#### Objective:
Extract each line of the listing below that contains the string "surface".

--- start of Information given ---

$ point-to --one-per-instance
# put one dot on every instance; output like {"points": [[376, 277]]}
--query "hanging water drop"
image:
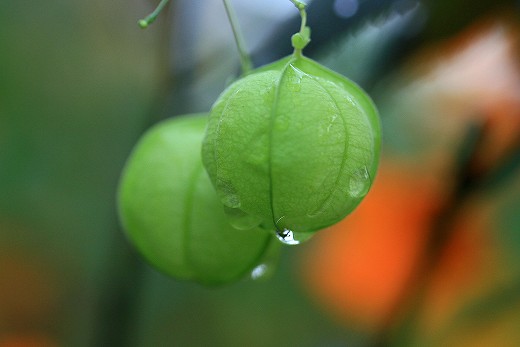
{"points": [[287, 237], [360, 183]]}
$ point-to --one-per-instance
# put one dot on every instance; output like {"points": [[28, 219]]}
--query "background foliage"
{"points": [[430, 258]]}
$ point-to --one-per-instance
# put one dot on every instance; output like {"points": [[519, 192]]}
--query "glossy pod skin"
{"points": [[292, 146], [171, 212]]}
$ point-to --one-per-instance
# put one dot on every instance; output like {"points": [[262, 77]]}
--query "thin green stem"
{"points": [[245, 59], [301, 7], [302, 38], [145, 22]]}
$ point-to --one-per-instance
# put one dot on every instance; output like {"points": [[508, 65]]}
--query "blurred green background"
{"points": [[79, 83]]}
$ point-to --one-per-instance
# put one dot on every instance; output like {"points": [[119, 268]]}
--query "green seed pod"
{"points": [[171, 212], [292, 147]]}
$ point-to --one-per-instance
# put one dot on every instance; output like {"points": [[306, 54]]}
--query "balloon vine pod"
{"points": [[171, 213], [292, 146]]}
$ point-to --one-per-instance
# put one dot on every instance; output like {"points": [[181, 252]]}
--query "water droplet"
{"points": [[290, 237], [287, 237], [295, 79], [359, 183], [231, 200], [259, 271]]}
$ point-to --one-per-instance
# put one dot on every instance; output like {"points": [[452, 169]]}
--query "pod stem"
{"points": [[245, 59], [302, 38], [145, 22]]}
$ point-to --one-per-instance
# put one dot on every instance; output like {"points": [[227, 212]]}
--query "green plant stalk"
{"points": [[245, 59], [145, 22]]}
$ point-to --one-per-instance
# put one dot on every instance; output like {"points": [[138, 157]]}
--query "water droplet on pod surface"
{"points": [[259, 271], [360, 182], [293, 139]]}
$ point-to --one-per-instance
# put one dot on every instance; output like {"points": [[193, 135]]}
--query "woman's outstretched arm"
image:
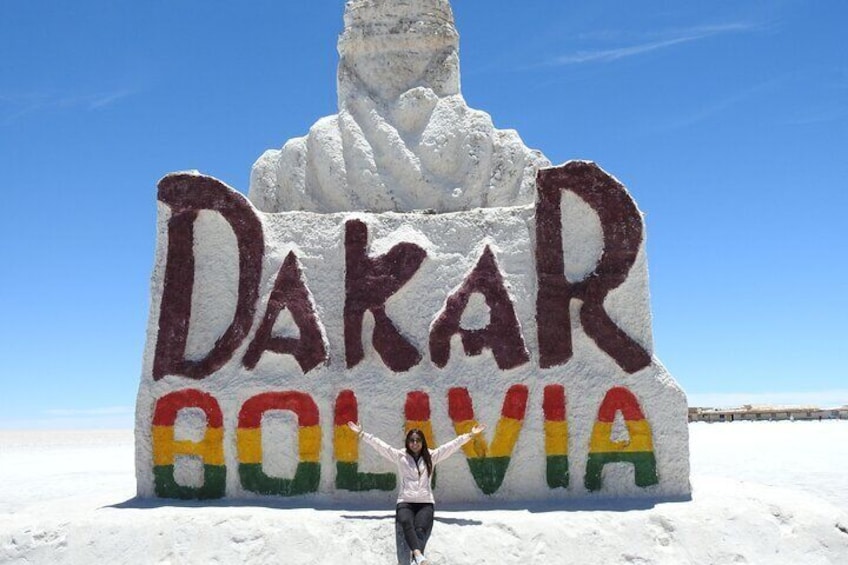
{"points": [[444, 451], [380, 446]]}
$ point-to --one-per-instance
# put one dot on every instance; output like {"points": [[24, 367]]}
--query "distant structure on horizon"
{"points": [[749, 412]]}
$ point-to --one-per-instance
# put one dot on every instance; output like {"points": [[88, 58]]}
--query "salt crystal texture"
{"points": [[404, 138]]}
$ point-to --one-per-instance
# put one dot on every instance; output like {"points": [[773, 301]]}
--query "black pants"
{"points": [[416, 520]]}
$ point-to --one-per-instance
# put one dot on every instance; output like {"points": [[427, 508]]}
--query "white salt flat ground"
{"points": [[765, 492]]}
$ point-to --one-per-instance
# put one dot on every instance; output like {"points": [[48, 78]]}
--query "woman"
{"points": [[415, 464]]}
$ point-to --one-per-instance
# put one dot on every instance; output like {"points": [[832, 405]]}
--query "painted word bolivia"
{"points": [[581, 406], [404, 264]]}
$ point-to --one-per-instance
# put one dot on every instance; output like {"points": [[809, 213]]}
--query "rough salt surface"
{"points": [[404, 138]]}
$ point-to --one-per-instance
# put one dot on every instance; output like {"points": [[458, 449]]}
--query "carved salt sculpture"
{"points": [[404, 138], [329, 297]]}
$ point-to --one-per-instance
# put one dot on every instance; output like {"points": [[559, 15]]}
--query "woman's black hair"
{"points": [[425, 451]]}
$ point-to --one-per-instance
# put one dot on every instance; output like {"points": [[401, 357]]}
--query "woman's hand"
{"points": [[357, 429]]}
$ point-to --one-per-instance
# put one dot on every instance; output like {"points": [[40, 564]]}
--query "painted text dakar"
{"points": [[371, 280]]}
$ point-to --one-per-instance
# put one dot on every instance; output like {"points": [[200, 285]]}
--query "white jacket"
{"points": [[414, 480]]}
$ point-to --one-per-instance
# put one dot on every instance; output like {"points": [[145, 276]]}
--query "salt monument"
{"points": [[404, 264]]}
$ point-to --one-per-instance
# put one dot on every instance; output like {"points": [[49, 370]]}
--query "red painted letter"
{"points": [[622, 232], [186, 195], [502, 335], [368, 284], [289, 292]]}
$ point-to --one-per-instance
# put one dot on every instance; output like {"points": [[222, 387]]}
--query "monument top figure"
{"points": [[404, 138]]}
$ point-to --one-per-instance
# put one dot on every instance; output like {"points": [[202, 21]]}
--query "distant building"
{"points": [[766, 413]]}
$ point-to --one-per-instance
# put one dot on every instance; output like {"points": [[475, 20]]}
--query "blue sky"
{"points": [[727, 121]]}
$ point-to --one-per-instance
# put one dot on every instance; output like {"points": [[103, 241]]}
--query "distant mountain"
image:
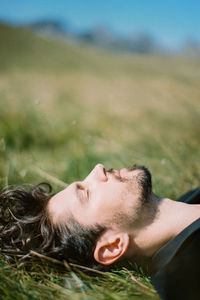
{"points": [[49, 27], [141, 43]]}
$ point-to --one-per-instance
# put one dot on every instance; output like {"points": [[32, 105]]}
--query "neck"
{"points": [[170, 219]]}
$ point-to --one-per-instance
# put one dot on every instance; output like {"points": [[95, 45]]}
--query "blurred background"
{"points": [[116, 82]]}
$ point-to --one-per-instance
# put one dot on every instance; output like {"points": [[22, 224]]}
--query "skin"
{"points": [[98, 198], [114, 200]]}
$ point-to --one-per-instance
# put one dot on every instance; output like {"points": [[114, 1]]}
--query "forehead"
{"points": [[61, 205]]}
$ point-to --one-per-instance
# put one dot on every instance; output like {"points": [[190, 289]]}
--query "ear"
{"points": [[111, 246]]}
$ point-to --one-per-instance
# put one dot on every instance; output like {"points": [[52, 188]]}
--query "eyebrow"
{"points": [[77, 192]]}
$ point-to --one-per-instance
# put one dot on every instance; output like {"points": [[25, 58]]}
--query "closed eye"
{"points": [[84, 193]]}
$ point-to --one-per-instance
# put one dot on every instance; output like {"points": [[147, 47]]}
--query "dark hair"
{"points": [[25, 225]]}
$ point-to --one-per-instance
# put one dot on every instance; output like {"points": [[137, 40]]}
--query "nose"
{"points": [[98, 173]]}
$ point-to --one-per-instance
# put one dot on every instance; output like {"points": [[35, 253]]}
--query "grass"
{"points": [[64, 108]]}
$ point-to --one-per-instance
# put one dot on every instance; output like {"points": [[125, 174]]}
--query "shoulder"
{"points": [[179, 277]]}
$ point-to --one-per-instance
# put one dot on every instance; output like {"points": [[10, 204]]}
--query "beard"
{"points": [[142, 181], [140, 185]]}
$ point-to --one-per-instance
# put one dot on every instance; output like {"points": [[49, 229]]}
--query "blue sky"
{"points": [[171, 21]]}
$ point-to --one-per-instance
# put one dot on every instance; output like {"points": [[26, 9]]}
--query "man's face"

--- end of Information given ---

#### Output below:
--query "water droplet on pod surface"
--query "rough salt surface"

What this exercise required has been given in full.